● Quoted text
____

I want to build a 10’x13’ ‘U’- shaped HO layout in my garage. I will be using an open grid with 1x4 L girders. I need to be able to hoist the layout up and out of the way when not in use. I’m afraid of attaching cable attach points to the 1x4 girders for fear of flexing the layout. Any ideas how to hoist the layout? Possibly making a crib under the girders?
Dad built for us an 8x8’ table that could be lifted to the ceiling in the garage. But that was a square table, and only needed four ropes and used a single winch.
A “U” shaped layout is going to be much more complicated to lift up and down. Can it be done? LION does not know, but I suppose that it can be done.
LION would not bother. Him would build the U shape layout about 6’ high, fixed to the walls, and let the car park under it. Him would then just fold down a walkway to access the layout. But what can I say, LIONS are different.
Here are some items I recall from the pages of MR:
Cables clip to the outer corners of the layout and go straight up to ceiling pulleys, all connect,to a single counter weight along (or inside) one wall.
The counter weight must be designed so the weight can be adjusted, and have a strong “shelf” that can be inserted to support it in its elevated position when the layout is lowered.
Pulleys need to be fairly large in diameter (6" or more) to avoid pinching the cables. I believe there is a formula that recommends pulley size based on cable thickness.
The layout is secured in the storage position by short ceiling cables and clips to prevent accidential lowering.
Specific to your layout:
I’d build the perimeter benchwork from 1x4’s ripped from 8 ply 3/4" plywood and formed into either I beams, box beam, or skirt the outer sides with trusses.
I’d recommend having removable frame members to bridge the opening in the U.
One good point - it should be easy to wire from beneath!

____

[Box-labeled dataset extracts]
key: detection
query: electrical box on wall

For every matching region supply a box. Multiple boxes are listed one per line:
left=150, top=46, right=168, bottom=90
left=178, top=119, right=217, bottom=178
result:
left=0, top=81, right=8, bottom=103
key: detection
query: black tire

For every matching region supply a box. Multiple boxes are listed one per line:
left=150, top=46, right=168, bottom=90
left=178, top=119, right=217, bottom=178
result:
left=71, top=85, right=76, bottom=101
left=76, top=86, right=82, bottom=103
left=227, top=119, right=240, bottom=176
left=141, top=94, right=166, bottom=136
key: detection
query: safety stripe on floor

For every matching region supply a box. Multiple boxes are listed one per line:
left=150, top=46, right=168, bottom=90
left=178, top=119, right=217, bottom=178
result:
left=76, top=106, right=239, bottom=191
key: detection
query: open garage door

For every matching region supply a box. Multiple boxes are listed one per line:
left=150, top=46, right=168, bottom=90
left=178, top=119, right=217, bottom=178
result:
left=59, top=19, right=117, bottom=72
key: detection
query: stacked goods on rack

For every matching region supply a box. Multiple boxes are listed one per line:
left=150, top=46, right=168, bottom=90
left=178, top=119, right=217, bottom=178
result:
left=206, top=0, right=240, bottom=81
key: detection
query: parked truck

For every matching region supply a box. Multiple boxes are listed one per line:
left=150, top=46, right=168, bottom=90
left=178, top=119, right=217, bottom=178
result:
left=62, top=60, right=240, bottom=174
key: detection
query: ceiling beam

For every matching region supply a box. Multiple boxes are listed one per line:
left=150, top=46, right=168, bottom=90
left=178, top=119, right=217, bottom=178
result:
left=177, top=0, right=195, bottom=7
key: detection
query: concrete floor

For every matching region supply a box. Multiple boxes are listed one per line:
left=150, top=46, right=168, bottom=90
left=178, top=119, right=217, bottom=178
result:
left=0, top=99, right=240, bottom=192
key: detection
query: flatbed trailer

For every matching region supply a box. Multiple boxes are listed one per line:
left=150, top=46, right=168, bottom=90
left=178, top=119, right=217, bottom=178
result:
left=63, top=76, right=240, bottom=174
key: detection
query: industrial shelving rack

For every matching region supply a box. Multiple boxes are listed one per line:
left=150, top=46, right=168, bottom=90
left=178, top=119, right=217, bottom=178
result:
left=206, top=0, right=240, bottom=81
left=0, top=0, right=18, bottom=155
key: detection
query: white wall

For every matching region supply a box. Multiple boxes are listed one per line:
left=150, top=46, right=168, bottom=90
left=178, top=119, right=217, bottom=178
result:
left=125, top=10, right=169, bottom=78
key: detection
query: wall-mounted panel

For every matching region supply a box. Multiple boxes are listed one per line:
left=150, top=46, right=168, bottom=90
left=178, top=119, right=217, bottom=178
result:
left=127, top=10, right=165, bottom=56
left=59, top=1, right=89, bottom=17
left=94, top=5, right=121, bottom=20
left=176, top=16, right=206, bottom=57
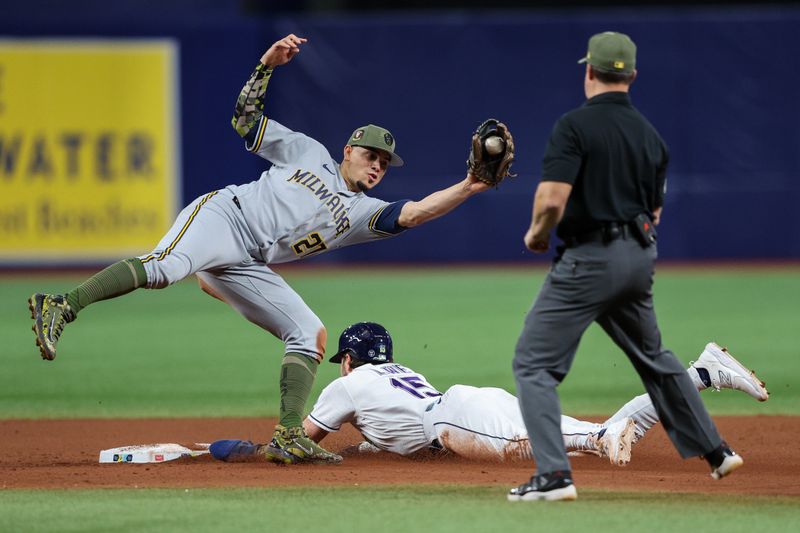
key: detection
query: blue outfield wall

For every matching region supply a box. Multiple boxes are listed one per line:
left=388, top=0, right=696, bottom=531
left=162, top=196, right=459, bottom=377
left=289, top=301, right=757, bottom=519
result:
left=0, top=3, right=800, bottom=263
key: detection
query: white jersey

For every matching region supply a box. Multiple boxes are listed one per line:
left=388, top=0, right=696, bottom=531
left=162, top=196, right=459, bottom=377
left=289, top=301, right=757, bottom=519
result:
left=309, top=363, right=441, bottom=455
left=308, top=363, right=602, bottom=461
left=227, top=117, right=394, bottom=264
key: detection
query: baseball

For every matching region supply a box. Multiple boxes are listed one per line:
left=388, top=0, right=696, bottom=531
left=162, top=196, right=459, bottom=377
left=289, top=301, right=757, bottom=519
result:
left=483, top=135, right=505, bottom=155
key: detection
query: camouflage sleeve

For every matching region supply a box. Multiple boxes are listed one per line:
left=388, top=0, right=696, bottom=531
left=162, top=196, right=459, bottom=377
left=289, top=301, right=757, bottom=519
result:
left=231, top=63, right=272, bottom=137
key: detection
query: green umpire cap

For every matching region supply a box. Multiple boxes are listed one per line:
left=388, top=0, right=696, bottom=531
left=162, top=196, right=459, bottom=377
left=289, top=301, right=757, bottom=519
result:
left=347, top=124, right=403, bottom=167
left=578, top=31, right=636, bottom=73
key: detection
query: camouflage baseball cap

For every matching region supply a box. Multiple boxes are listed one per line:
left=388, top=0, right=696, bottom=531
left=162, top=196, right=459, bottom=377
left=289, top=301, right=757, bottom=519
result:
left=347, top=124, right=403, bottom=167
left=578, top=31, right=636, bottom=73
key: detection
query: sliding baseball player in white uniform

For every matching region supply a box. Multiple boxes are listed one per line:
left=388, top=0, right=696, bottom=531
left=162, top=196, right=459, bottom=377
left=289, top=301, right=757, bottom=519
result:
left=296, top=322, right=769, bottom=466
left=211, top=322, right=769, bottom=466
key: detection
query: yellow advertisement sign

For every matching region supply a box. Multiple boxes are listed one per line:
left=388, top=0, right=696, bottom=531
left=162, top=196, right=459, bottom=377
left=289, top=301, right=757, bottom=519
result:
left=0, top=40, right=180, bottom=263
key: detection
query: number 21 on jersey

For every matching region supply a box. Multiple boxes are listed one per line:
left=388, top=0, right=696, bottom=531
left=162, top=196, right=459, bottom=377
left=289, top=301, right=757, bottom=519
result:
left=389, top=375, right=442, bottom=398
left=292, top=231, right=328, bottom=257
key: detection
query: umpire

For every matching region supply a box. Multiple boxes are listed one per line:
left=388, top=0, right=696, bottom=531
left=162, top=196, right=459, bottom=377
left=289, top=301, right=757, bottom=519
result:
left=508, top=32, right=743, bottom=501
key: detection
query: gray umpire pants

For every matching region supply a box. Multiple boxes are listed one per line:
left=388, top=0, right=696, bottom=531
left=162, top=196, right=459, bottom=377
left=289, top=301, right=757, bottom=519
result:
left=513, top=238, right=722, bottom=474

____

● Set problem 1
In the garage layout discussion, how large should the pulleys be in diameter?
● Set problem 2
Retype the part of the garage layout discussion that begins at the words "LION would not" and stops after "LIONS are different.".

● Task answer 1
Fairly large, 6 inches or more, to avoid pinching the cables.

● Task answer 2
LION would not bother. Him would build the U shape layout about 6’ high, fixed to the walls, and let the car park under it. Him would then just fold down a walkway to access the layout. But what can I say, LIONS are different.